* Given problem 1 *
In the biography of David Bell, translate this sentence into French: "He is Chair of the Media Standards Trust, which helps to administer the Orwell Prize."
* Given problem 2 *
Carry on the biography of David Bell, starting after its final sentence.

* Selected text *
________________________
Sir David Charles Maurice Bell (born 30 September 1946) is a businessman, publisher and philanthropist.

He is former Director for People at Pearson plc and a former Chairman of the Financial Times (1996 to 2009). In November 2012 he became Chair of the Syndicate of Cambridge University Press.

Background and personal life
Born in Henfield, Sir David was educated at Worth School. He is an alumnus of the University of Pennsylvania and Cambridge University.

He is married to Primrose, with three children.

Career
Having worked at the Oxford Mail (1970 - 1972), Bell became a news editor at the Financial Times in 1978. He rose to Managing Editor (1985 - 1989) before moving to the business side, initially as marketing director (1989 - 1993). He became Chief Executive in 1993 and chairman in 1996 until 2009. He was appointed Director for People at Pearson Group in 1998 and Chairman of Pearson in 2003.

In November 2012 he became Chair of the Syndicate of Cambridge University Press.

Positions
As Chairman of the UK's Millennium Bridge Trust (1995 to 2002) David Bell signed off London's Millennium Bridge, which he could see from his office window at the FT.

He is Chair of the Media Standards Trust, which helps to administer the Orwell Prize.

He is a director of ImagineNations, where he is also Secretary and Treasurer.

He is a Governor at Worth School, a Catholic independent school in Sussex.
________________________
* Provided material *
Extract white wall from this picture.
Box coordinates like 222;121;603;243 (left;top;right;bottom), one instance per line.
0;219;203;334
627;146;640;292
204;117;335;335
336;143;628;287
________________________
* Expected answer 1 *
Il est président du Media Standards Trust, qui contribue à administrer le prix Orwell.

* Expected answer 2 *
Sir David is Chair of Council at Roehampton University.

Sir David is International Chair of the Institute for War & Peace Reporting, iwpr.net.

Sir David is also Chairman of Sadler's Wells.

Sir David is a trustee of Common Purpose UK.

Sir David was chairman of Crisis UK for 10 years until 2012.

Sir David is an assessor on the Leveson Inquiry.

Sir David Bell has been appointed as the non-executive chair of the steering committee driving the development of the National Equality Standard.

He is also on the Royal National Theatre Honorary Council.

Honours
Sir David was made a Knight Bachelor for services to industry, the arts and charity in the Queen's 2004 Birthday Honours.

In 2007, Sir David was awarded an honorary degree from City University London.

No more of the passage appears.